#### ИСХОДНЫЙ ТЕКСТ ####
Первая необратимость: в рамках модернизма эстетическое качество внутренне связано с необходимостью художественного новаторства. Художник-нова-тор, хочет он того или нет, добивается расторжения договора. Первый «эффект» стилистического новшества, за счет которого он расходится с традицией, заключается в достижении отклонения этого новшества публикой: имя не применяется, произведение объявляется внеположным живописи, то есть не соответствующим ее имени, вне зависимости от мнения, какое публика о нем составляет.
Первое возвратное действие: затем новаторское произведение оценивается согласно своим собственным антикритериям, которые тут же становятся новыми критериями, вновь наполняющими пересмотренное, чтобы оно могло включить в себя новшество, понятие искусства. Имя возвращается, договор заключается снова —сравнительно рано или сравнительно поздно. Этот договор примиряет зрителей между собой уже за спиной произведения, оставшегося в прошлом. Он по необходимости ретроспективен —именно благодаря ему некогда скандальное произведение приобретает в конце концов статус «классического».
Вторая необратимость: искусство Сезанна обозначило рубеж, после которого перцептивная ответственность зрителя стала предметом активного требования. Сомнение Сезанна по поводу мира передается зрителю как сомнение по поводу Сезанна. Является ли сомнение, которым нагрузил взгляд зрителя Сезанн, по сути своей перцептивным? Или оно, скорее, номинальное? Перцептивные антикритерии Сезанна (взять хотя бы точку схода, которая оказывается «вопреки всякого рода эффектам точкой, максимально близкой к нашему глазу») заставляют зрителя усомниться в своих собственных перцептивных привычках, причем именно для того, чтобы он принял на себя ответственность за разрыв или сохранение договора. Именно зритель — и в данном случае зритель индивидуальный — воздает имя.
#### ФРАГМЕНТЫ НАБОРА ДАННЫХ ####
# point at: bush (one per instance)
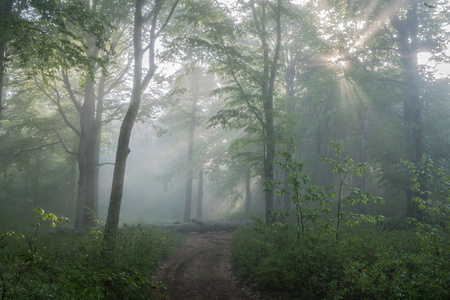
(70, 265)
(364, 264)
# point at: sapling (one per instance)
(346, 194)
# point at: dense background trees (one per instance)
(271, 71)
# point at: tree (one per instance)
(89, 100)
(140, 83)
(39, 34)
(252, 82)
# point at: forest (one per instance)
(325, 124)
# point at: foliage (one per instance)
(312, 203)
(363, 264)
(66, 264)
(431, 187)
(344, 167)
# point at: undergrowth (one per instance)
(363, 264)
(48, 264)
(320, 256)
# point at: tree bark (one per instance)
(140, 82)
(5, 11)
(195, 94)
(112, 221)
(268, 84)
(412, 107)
(200, 194)
(248, 191)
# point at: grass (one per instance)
(47, 264)
(364, 264)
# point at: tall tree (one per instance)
(40, 36)
(153, 25)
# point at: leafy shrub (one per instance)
(71, 265)
(363, 264)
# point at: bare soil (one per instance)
(200, 270)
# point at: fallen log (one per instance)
(204, 227)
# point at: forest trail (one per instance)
(200, 270)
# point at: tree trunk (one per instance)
(200, 195)
(412, 108)
(5, 11)
(248, 191)
(112, 221)
(139, 85)
(267, 93)
(195, 94)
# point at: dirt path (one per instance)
(200, 270)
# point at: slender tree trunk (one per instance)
(412, 112)
(248, 191)
(360, 181)
(195, 86)
(268, 92)
(200, 195)
(112, 221)
(5, 11)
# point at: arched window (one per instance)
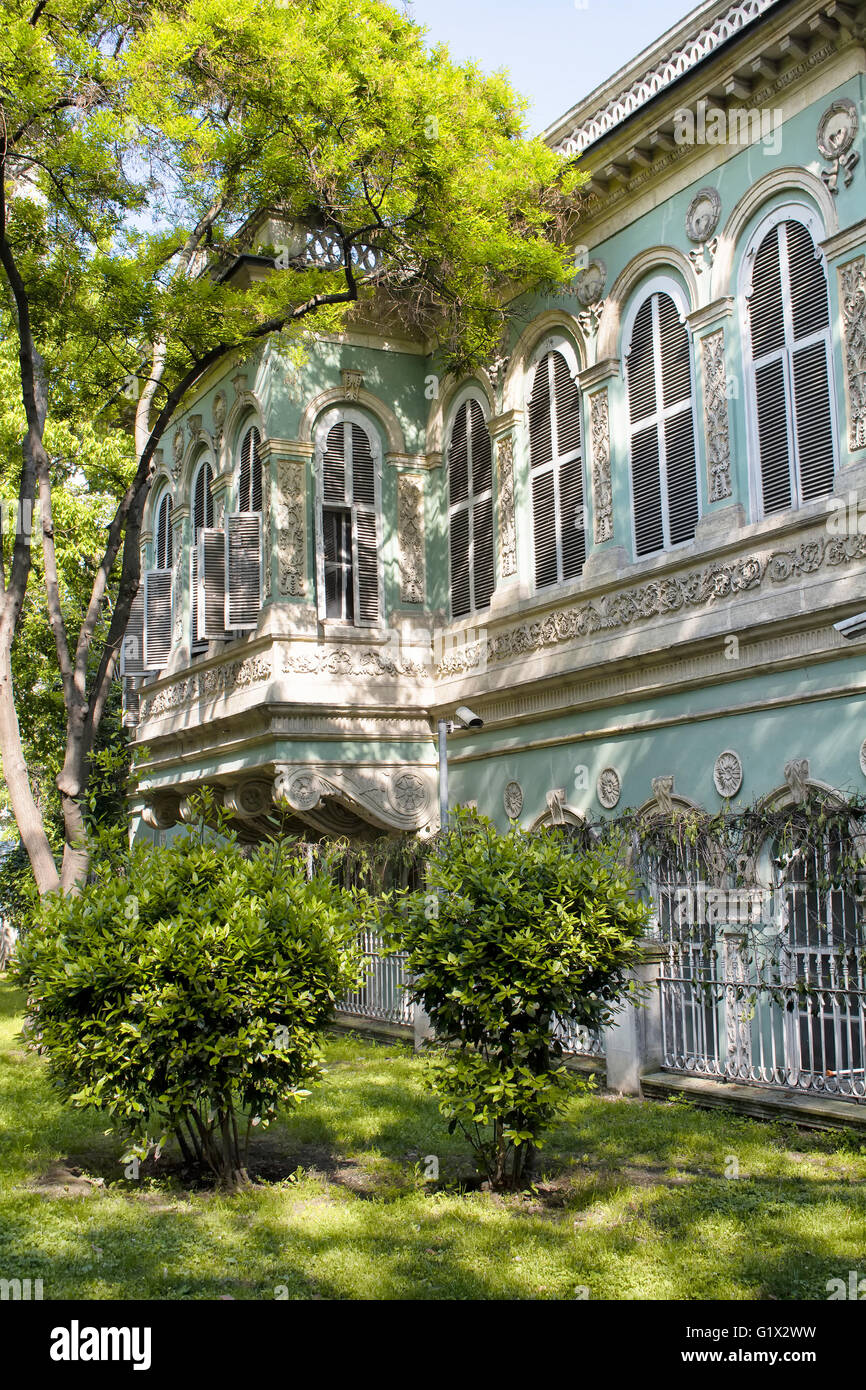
(157, 592)
(202, 520)
(558, 471)
(660, 407)
(249, 483)
(470, 488)
(787, 337)
(161, 548)
(348, 520)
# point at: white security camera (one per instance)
(852, 627)
(464, 716)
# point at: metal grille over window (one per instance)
(470, 480)
(660, 407)
(558, 473)
(788, 313)
(348, 527)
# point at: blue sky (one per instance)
(555, 52)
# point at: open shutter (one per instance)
(132, 647)
(210, 565)
(364, 528)
(157, 619)
(544, 528)
(481, 452)
(242, 570)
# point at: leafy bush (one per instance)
(513, 930)
(186, 987)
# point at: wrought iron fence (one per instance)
(384, 995)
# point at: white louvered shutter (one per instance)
(660, 407)
(132, 645)
(157, 619)
(210, 565)
(364, 531)
(558, 473)
(788, 312)
(242, 570)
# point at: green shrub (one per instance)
(186, 988)
(513, 930)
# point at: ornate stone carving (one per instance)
(609, 787)
(508, 527)
(218, 680)
(401, 798)
(410, 538)
(836, 134)
(602, 495)
(590, 284)
(663, 791)
(252, 797)
(353, 382)
(727, 773)
(852, 298)
(556, 805)
(292, 527)
(692, 590)
(349, 662)
(716, 416)
(512, 799)
(797, 777)
(702, 216)
(669, 70)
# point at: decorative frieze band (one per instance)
(852, 299)
(716, 416)
(660, 597)
(602, 495)
(410, 538)
(508, 528)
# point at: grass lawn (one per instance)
(631, 1201)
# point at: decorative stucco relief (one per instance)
(852, 298)
(508, 530)
(716, 416)
(602, 495)
(292, 527)
(220, 680)
(398, 798)
(345, 660)
(410, 538)
(665, 595)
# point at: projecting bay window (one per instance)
(470, 487)
(558, 470)
(348, 540)
(787, 341)
(228, 562)
(662, 426)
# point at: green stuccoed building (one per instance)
(626, 545)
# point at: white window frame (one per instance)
(660, 285)
(563, 345)
(342, 414)
(470, 391)
(813, 224)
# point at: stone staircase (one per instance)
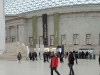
(12, 50)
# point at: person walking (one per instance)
(99, 60)
(76, 57)
(19, 57)
(71, 63)
(54, 63)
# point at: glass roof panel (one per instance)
(22, 6)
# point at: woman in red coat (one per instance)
(54, 63)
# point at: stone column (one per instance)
(8, 34)
(2, 27)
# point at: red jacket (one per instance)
(54, 62)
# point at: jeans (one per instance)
(55, 68)
(71, 69)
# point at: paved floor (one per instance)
(84, 67)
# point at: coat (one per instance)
(54, 62)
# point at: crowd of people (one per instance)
(59, 55)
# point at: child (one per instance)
(99, 59)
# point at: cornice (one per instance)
(19, 18)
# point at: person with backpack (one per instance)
(54, 63)
(99, 59)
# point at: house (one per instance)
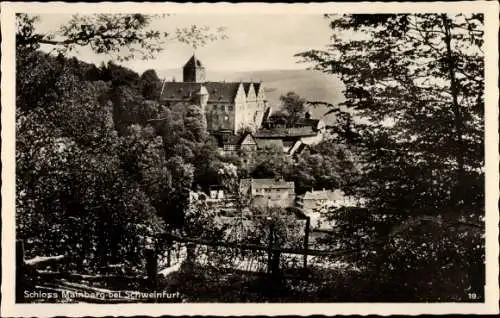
(269, 192)
(228, 106)
(314, 202)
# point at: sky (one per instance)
(255, 42)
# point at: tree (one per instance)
(111, 33)
(294, 105)
(417, 80)
(150, 83)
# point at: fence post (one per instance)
(270, 248)
(306, 239)
(275, 271)
(20, 269)
(151, 266)
(190, 256)
(169, 249)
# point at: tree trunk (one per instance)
####
Выпишите все названия, которые стоят в начале абзацев текста о модернизме перед двоеточием.

=== ПРАВИЛЬНЫЙ ОТВЕТ ===
Первая необратимость
Первое возвратное действие
Вторая необратимость